*** Opening of Passage ***
- Film poster
- French: Filière 13
- Directed by: Patrick Huard
- Written by: Claude Lalonde Pierre Lamothe
- Produced by: Pierre Gendron
- Starring: Claude Legault Guillaume Lemay-Thivierge Paul Doucet Jean-Pierre Bergeron
- Cinematography: Bernard Couture
- Edited by: Jean-François Bergeron
- Music by: Betty Bonifassi Jean-Phi Goncalves
- Production company: Zoofilms
- Distributed by: Alliance Vivafilm
- Release date: August 4, 2010;
- Running time: 112 minutes
- Country: Canada
- Language: French

= File 13 (film) =

File 13 (Filière 13) is a Canadian crime comedy film, directed by Patrick Huard and released in 2010. The film centres on Thomas (Claude Legault), Benoît (Paul Doucet) and Jean-François (Guillaume Lemay-Thivierge), three bumbling police officers who unexpectedly stumble into an opportunity to try to capture Fecteau (Jean-Pierre Bergeron), a high-ranking figure in the sponsorship scandal who has managed to elude arrest for several years.

The supporting cast includes Élisabeth Locas, Marie Turgeon, Anik Jean, André Sauvé, Sharlene Royer, Laurent Paquin, Carmen Ferlan, Monique Spaziani, Luc Senay, Jean Petitclerc, Annick Léger, Widemir Normil, Daniel Boucher and Emmanuel Auger.

==Production==
The film was made by the same production team, and featured the same three primary stars, as The 3 L'il Pigs (Les 3 p'tits cochons), but was not a sequel.
*** Close of Passage ***
*** Opening of Dataset entries ***
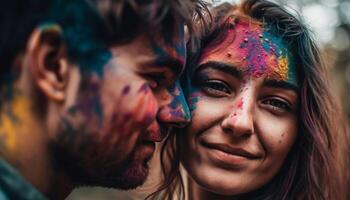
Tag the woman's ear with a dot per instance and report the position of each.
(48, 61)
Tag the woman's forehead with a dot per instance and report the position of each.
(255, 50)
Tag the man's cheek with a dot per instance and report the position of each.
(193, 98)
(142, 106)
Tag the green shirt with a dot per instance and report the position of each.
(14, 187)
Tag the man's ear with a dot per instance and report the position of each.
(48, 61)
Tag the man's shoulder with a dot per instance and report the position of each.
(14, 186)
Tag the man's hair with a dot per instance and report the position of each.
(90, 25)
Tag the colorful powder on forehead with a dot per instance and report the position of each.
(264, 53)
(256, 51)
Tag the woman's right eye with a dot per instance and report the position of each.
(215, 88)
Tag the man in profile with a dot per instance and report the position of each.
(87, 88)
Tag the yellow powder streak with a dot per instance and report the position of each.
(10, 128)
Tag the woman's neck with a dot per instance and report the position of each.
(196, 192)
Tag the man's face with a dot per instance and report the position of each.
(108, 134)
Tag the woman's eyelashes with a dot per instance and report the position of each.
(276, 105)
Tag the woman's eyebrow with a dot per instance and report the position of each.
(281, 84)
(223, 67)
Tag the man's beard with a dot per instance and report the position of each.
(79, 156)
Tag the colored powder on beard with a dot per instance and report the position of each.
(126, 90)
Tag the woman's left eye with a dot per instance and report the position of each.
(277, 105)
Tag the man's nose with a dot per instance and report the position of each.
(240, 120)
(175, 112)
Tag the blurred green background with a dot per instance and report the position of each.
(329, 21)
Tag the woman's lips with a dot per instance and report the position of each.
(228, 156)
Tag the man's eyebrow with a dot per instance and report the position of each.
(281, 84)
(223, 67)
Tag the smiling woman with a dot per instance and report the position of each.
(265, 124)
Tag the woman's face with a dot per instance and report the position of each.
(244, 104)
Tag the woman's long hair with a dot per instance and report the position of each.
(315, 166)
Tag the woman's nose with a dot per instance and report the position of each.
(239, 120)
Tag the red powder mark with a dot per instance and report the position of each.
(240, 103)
*** Close of Dataset entries ***
*** Opening of Dataset entries ***
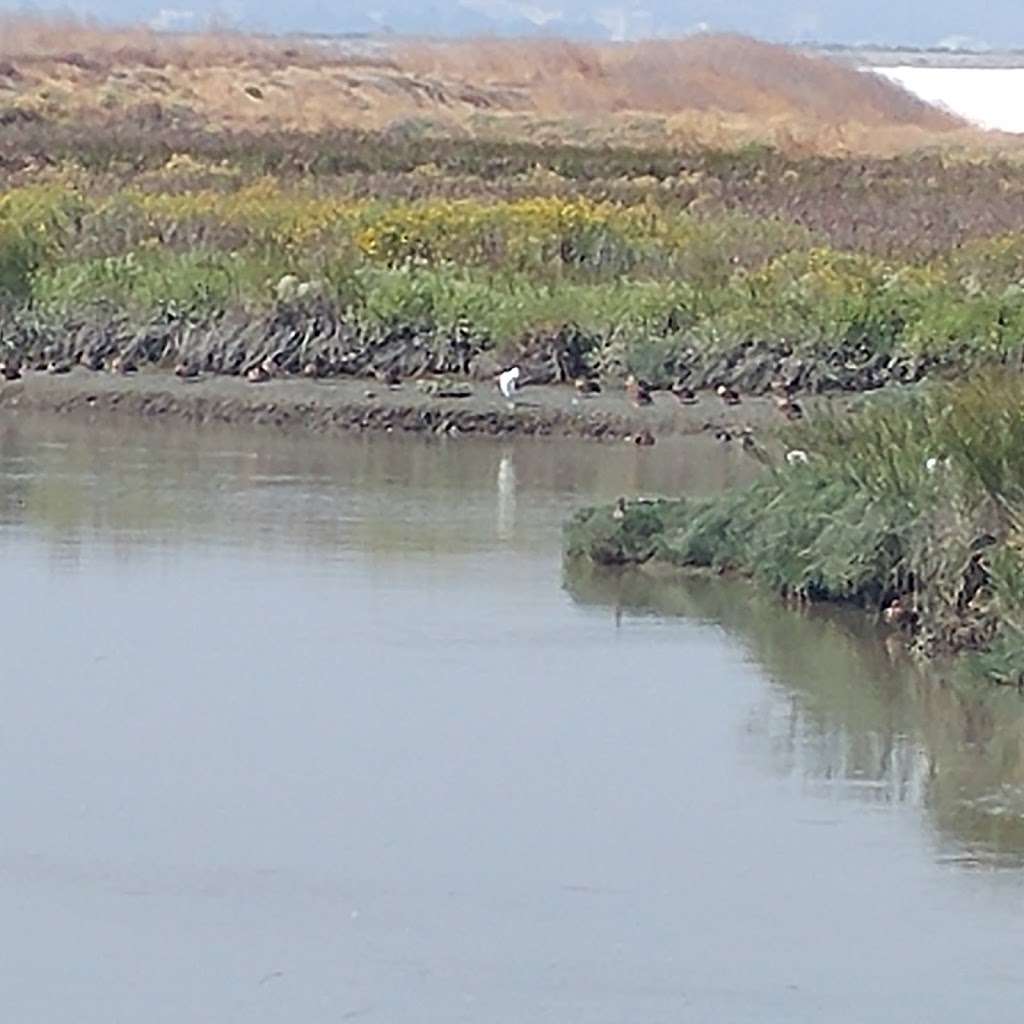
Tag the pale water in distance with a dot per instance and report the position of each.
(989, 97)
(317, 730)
*** Close of Dataset entries ***
- Exercises -
(A) List the four actors the File 13 article credits under "Starring".
(B) Answer these questions from the File 13 article:
(i) Which company distributed the film?
(ii) Which character has eluded arrest for several years, and who plays him?
(iii) Which earlier film had the same production team and the same three primary stars?
(C) Please pick up the File 13 article after its last sentence and continue it.
The items aren't needed for any of this.

- Task responses -
(A)
Claude Legault
Guillaume Lemay-Thivierge
Paul Doucet
Jean-Pierre Bergeron

(B)
(i) Alliance Vivafilm
(ii) Fecteau, played by Jean-Pierre Bergeron
(iii) The 3 L'il Pigs (Les 3 p'tits cochons)

(C)
It was originally slated to be directed by Louis Choquette, under the title Operation Tablet, with Huard coming in as director after Choquette dropped out due to scheduling conflicts. Choquette had cast Legault as Jean-François and Lemay-Thivierge as Thomas, with Huard choosing to swap their roles as he felt they fit the actors better.

It went into production in Montreal in fall 2009.

==Release==
The film had been slated to premiere on August 6, 2010, with its premiere advanced to August 4 at the last minute.

Although the film was commercially successful, surpassing the $1 million benchmark for commercial success in the Quebec market within 10 days of its release, it was poorly received by critics, who virtually all compared it directly to The 3 L'il Pigs and asserted that it had failed to capture the same qualities that made the earlier film successful. It has not been publicly stated whether the critical failure of File 13 was a factor in Huard not returning as director of The 3 L'il Pigs 2 in 2016.

==Awards==
Simon Poudrette, Christian Rivest and Dominique Delguste received a Jutra Award nomination for Best Sound at the 13th Jutra Awards in 2011.